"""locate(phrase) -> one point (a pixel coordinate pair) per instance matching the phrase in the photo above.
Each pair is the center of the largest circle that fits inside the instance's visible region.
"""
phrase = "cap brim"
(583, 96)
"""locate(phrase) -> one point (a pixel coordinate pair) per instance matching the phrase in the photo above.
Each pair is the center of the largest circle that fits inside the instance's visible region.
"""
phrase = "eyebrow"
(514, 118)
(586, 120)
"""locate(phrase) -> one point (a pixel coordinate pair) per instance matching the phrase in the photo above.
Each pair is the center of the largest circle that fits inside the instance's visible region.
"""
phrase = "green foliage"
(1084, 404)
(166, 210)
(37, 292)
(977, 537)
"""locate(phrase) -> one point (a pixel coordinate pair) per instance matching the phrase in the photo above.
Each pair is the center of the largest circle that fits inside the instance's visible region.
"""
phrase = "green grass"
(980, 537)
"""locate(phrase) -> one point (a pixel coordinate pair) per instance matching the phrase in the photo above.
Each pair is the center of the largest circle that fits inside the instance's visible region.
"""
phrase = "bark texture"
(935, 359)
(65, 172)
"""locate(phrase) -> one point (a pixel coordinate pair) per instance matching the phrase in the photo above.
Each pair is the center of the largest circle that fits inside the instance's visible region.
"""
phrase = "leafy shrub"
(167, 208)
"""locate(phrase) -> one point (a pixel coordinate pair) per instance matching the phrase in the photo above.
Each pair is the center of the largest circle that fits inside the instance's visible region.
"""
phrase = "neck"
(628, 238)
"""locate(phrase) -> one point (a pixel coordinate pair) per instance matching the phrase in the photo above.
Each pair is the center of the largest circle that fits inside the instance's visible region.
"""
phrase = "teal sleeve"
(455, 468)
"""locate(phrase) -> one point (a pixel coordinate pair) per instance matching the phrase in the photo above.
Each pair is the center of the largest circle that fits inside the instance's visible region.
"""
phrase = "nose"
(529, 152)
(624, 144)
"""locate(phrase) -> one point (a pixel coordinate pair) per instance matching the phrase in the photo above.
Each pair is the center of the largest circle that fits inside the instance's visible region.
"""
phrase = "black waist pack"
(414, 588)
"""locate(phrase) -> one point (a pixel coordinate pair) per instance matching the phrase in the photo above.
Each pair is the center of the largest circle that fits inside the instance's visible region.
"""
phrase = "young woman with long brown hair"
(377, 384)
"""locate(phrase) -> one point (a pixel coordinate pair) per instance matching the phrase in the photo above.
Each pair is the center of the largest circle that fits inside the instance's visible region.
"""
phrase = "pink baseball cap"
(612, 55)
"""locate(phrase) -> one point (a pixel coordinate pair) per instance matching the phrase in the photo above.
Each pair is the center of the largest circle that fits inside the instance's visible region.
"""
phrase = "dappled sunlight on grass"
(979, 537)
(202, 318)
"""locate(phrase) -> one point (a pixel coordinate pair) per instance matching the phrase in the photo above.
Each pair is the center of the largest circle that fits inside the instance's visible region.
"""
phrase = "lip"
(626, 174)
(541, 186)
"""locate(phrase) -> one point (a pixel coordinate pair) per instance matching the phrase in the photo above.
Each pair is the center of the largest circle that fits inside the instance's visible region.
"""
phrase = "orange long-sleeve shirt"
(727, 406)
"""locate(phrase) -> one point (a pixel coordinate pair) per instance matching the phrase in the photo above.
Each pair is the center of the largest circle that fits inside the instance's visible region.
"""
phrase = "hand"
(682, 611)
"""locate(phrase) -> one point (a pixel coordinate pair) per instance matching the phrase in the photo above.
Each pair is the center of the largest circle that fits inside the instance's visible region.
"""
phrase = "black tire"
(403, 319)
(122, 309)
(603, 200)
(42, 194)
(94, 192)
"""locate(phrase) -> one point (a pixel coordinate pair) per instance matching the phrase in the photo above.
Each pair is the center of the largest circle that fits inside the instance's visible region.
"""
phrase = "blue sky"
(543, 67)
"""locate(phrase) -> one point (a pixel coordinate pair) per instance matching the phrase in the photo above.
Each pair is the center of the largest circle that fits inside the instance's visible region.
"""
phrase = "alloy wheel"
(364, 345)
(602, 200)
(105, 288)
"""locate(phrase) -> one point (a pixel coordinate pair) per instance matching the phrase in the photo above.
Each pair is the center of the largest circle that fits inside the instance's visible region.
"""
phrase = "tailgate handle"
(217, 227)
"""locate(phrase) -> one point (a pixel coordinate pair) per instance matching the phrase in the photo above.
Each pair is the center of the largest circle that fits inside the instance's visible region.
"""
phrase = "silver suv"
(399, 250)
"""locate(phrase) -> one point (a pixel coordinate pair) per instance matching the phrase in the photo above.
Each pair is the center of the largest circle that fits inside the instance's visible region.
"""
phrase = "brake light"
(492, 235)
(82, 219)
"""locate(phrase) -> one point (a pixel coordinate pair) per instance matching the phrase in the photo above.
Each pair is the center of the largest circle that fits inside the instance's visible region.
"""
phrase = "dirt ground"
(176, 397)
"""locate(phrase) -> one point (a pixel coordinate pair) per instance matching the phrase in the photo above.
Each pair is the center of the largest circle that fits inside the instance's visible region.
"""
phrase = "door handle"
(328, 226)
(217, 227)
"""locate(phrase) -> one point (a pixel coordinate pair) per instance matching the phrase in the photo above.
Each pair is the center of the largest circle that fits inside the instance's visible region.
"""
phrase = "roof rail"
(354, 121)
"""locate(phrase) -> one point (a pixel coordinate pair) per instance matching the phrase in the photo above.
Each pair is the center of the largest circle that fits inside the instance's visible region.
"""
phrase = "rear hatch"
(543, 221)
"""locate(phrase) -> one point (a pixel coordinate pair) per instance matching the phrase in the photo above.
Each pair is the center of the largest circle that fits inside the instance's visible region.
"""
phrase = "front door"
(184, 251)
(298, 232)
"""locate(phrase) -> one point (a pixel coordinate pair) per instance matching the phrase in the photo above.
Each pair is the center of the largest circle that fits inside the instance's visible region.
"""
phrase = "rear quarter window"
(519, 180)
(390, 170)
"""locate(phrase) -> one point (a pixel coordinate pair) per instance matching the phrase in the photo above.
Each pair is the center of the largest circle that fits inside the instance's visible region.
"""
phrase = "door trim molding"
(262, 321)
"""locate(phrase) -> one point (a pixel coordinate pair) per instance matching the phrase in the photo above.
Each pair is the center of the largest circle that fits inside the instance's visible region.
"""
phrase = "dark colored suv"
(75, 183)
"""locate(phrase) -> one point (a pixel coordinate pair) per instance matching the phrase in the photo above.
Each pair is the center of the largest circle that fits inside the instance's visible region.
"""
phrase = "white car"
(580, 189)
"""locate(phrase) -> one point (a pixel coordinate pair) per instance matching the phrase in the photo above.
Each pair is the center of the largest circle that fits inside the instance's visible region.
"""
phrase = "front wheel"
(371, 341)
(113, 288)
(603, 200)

Task to carry out: Would you write down every record again, exactly?

Task answer:
"""locate(phrase) -> one point (a pixel coordinate pair) per instance matching the phrase in the photo above.
Each pair is the center of the largest circle that fits inside the instance's visible region.
"""
phrase = "cap brim"
(583, 96)
"""locate(phrase) -> one point (a pixel coordinate pair) per instance matching the phrase in the photo above.
Each pair is the center of the largest circle that fits inside the instance's visible region.
"""
phrase = "eyebrow"
(514, 118)
(586, 120)
"""locate(phrase) -> one point (a pixel coordinate pair) per instance matching the phrase in the photo above.
Each pair is the center of the largest circle that fits inside the instance's visible region.
"""
phrase = "green foliage"
(1084, 404)
(166, 210)
(37, 292)
(977, 537)
"""locate(phrase) -> one point (a pixel coordinate pair) per instance matching the phrase in the photo above.
Each pair is the center of the largest circle that fits inside the instance's visible region.
"""
phrase = "green grass"
(980, 537)
"""locate(phrase) -> one point (a pixel coordinate pair) per instance matching the phrase in the photo above.
Each pair is the center of the largest circle that fits inside the instance's visible region.
"""
phrase = "bark texture"
(935, 359)
(65, 172)
"""locate(phrase) -> one point (a pixel coordinate pair) per instance matching the phrase in the photo above.
Each pair is the center of the largest circle that fits inside the instance's visible region.
"""
phrase = "leafy shrub"
(167, 208)
"""locate(phrase) -> one point (a pixel coordinate pair) per instance matching the phrase in the photo above.
Each pair is the center of the largest circle that fits inside the instance's visible region.
"""
phrase = "neck"
(628, 238)
"""locate(phrase) -> one point (a pixel coordinate pair) per instance matching the phrase in the photo above.
Each pair is the center of the largest circle that fits inside the instance's visible region.
"""
phrase = "teal sleeve"
(455, 468)
"""locate(phrase) -> one point (a pixel coordinate pair) per instance matching the phrase in the photo above.
Each pair is the center of the largest circle that fits inside the instance's visible region.
"""
phrase = "nose"
(529, 152)
(624, 144)
"""locate(phrase) -> one point (a pixel coordinate pair) per instance matching the phrase in the photo above.
Each pair is the center of the largest circle that fits inside the instance's visible region.
"""
phrase = "black waist pack"
(414, 588)
"""locate(phrase) -> one point (a pixel coordinate pair) per instance matching the phrase in the photo above.
Each pair is the center of the largest circle that fits inside the instance's visible region.
"""
phrase = "young woman with long brown hair"
(377, 384)
"""locate(phrase) -> one point (a pixel coordinate pair) per instance matching the phrase in the photo above.
Each pair is the center of the largest circle that fits inside the instance's visible region.
"""
phrase = "pink baseball cap"
(612, 55)
"""locate(phrase) -> one point (a pixel coordinate pair) per instance matching the phrase in the photo above.
Each pair is the center of the largest circle that fits inside the instance's visible region.
"""
phrase = "dappled sunlight on grass"
(979, 537)
(202, 318)
"""locate(phrase) -> one point (a pixel coordinate pair) per instance matching the phrase in the photo above.
Each pair is the center of the largest circle that fits inside the instance's visible region.
"""
phrase = "lip"
(626, 174)
(541, 186)
"""locate(phrase) -> one point (a pixel coordinate pair) per instance matching the phrase in the photo above.
Each pair is the center of the largest circle that fits inside the instance's visible region.
"""
phrase = "orange long-sleeve shirt"
(727, 406)
"""locate(phrase) -> one point (a pixel coordinate pair) per instance matching the phrase in the photo above.
Each pair is the center of the largest circle that fits inside the instance's visible region.
"""
phrase = "hand"
(682, 611)
"""locate(phrase) -> one point (a pixel coordinate pair) per instance matching the phrase in the photo above.
Each pair is the center of the largest circle that fits inside the instance's visible region.
"""
phrase = "black tire"
(403, 319)
(122, 309)
(603, 200)
(42, 194)
(94, 192)
"""locate(phrase) -> one point (a pixel coordinate pair) per instance matching the phrase in the photo above.
Each pair is the center of the largest circle that fits inside the instance's visible region.
"""
phrase = "blue sky"
(543, 67)
"""locate(phrase) -> one point (a pixel coordinate pair) per instance matching the phrase in the photo above.
Each pair is the center of the largest circle that fits inside the instance's visible region.
"""
phrase = "alloy wheel"
(364, 345)
(602, 200)
(105, 288)
"""locate(phrase) -> one point (a pixel coordinate pair) per instance matching the phrase in the photo above.
Each pair is the center of the largest circle that fits inside the instance's visible region.
"""
phrase = "tailgate handle"
(217, 227)
"""locate(phrase) -> one point (a pixel coordinate pair) per instance matching the phrase in the photo above.
Each pair is the center of the largest circle that fits inside the instance's visible region.
"""
phrase = "silver suv"
(399, 250)
"""locate(phrase) -> one point (a pixel coordinate pair) per instance matching the phrase in the photo above.
Each pair is the center of the largest circle that fits inside the instance's visible region.
"""
phrase = "brake light"
(492, 235)
(82, 219)
"""locate(phrase) -> one point (a pixel coordinate pair) per instance matching the phrase in the photo above.
Each pair is the center of the largest circle that fits inside the instance's visible region.
"""
phrase = "dirt ground"
(176, 397)
"""locate(phrase) -> one point (a pixel coordinate pair) per instance matching the phrase in the photo above.
Each pair is the center of the largest circle that fits inside the instance's visible region.
"""
phrase = "door handle"
(328, 226)
(217, 227)
"""locate(phrase) -> one point (a pixel coordinate pair) per instance matching the phrase in the photo above.
Each pair is the center of the largest circle that fits inside the instance's visible region.
"""
phrase = "roof rail"
(354, 121)
"""locate(phrase) -> one point (a pixel coordinate pair) per instance matching the phrase in the photo above.
Each pair is the center of the largest circle that fits inside the instance's visible region.
"""
phrase = "rear hatch"
(543, 221)
"""locate(phrase) -> one point (a pixel coordinate pair) per instance matching the phrase in the photo above.
Each pair is the center of the largest circle that fits inside the instance's visible region.
"""
phrase = "front door"
(184, 251)
(298, 232)
"""locate(phrase) -> one point (a pixel coordinate pair) per instance matching the phrase in the photo above.
Each pair is the center of the largest circle that fits inside the instance's visible region.
"""
phrase = "rear quarter window"
(519, 180)
(390, 170)
"""locate(phrase) -> one point (a pixel coordinate pair) per instance matching the phrase in the photo above.
Each pair is the center of the largest circle that fits inside the instance's visible region.
"""
phrase = "door trim molding"
(262, 321)
"""locate(phrase) -> one point (a pixel coordinate pair) per instance matching the phrase in the photo above.
Each pair is the center of the largest circle that fits inside the instance's visible region.
"""
phrase = "dark colored suv"
(75, 183)
"""locate(phrase) -> one point (a pixel coordinate pair) per instance matching the phrase in the photo above.
Each pair is the center of the largest circle that fits inside the instance's visible region.
"""
phrase = "white car"
(580, 189)
"""locate(phrase) -> one point (a pixel coordinate pair) per instance matching the phrase in the photo above.
Each pair is the center of the largest circle that fits inside the instance's visible region.
"""
phrase = "front wheel"
(371, 341)
(113, 288)
(603, 200)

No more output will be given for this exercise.